■ Problem set
(a) In the text below, when was sunset expected that day?
(b) Return the stretch of the text below from "Although yesterday started" through "Black Crowes (1992).", copied word for word.

Thursday’s Theme Music
We have a 3-F day: freezing, frosty, foggy. So sad it’s Thursday instead of Friday… The temperature is hanging around 28 degrees F.
Today is February 4, 2021. Sunrise came at 7:21 AM. Sunset is expected at 5:28 PM.
Had David Bowie and “Heroes” on my mind yesterday. Then “Space Oddity” was introduced, along with “Diamond Dogs”. But walking late yesterday afternoon brought another song to mind.
Although yesterday started cold and snowy, by late afternoon, it was fifty-two and sunny. I went walking for exercise and as respite from feeling crowded with my wife and cats, but also for writing therapy. I was introducing the progs and wanted to refine my sense of who they are and how they fit. That was happily resolved, which made me think, walking is often the remedy for exploring writing for me. That stream of thought unleashed a stream of song fragments into the mental music stream, including “Remedy” by The Black Crowes (1992).
Stay Positive. Test Negative. Wear a Mask. Get Vaccinated. That’s the remedy for this coronavirus times. Here’s the song.

■ Entries shown

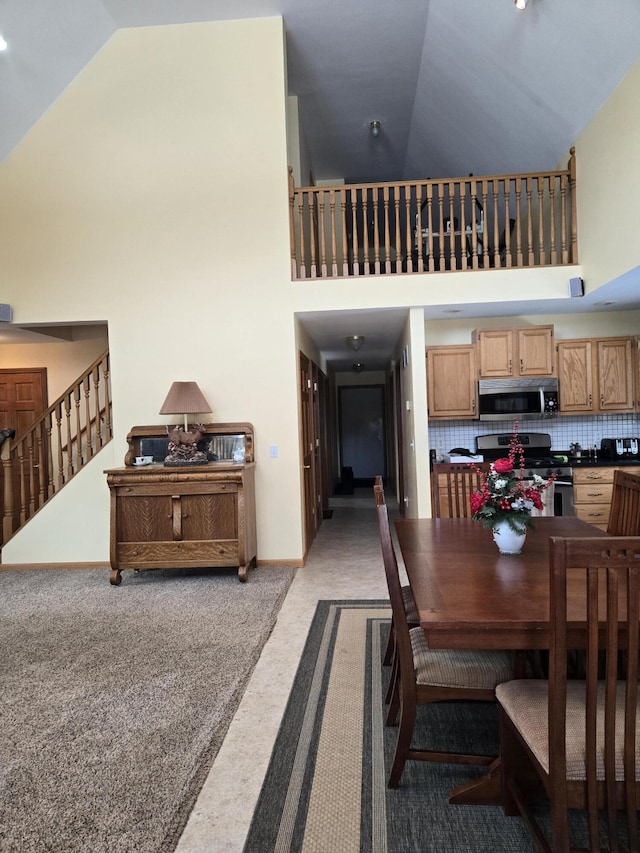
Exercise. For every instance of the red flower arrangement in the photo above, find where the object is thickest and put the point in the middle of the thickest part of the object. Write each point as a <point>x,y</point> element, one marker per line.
<point>505,495</point>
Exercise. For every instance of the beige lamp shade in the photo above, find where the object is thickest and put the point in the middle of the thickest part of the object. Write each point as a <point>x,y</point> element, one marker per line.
<point>185,398</point>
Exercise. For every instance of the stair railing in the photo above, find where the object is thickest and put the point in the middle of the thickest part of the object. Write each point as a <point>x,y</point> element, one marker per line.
<point>40,461</point>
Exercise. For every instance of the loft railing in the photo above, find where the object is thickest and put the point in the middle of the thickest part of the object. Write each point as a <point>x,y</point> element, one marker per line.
<point>38,463</point>
<point>490,222</point>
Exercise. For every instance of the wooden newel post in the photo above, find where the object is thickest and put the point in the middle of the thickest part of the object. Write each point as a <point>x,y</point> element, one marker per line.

■ Answers for the tasks
(a) 5:28 PM

(b)
Although yesterday started cold and snowy, by late afternoon, it was fifty-two and sunny. I went walking for exercise and as respite from feeling crowded with my wife and cats, but also for writing therapy. I was introducing the progs and wanted to refine my sense of who they are and how they fit. That was happily resolved, which made me think, walking is often the remedy for exploring writing for me. That stream of thought unleashed a stream of song fragments into the mental music stream, including “Remedy” by The Black Crowes (1992).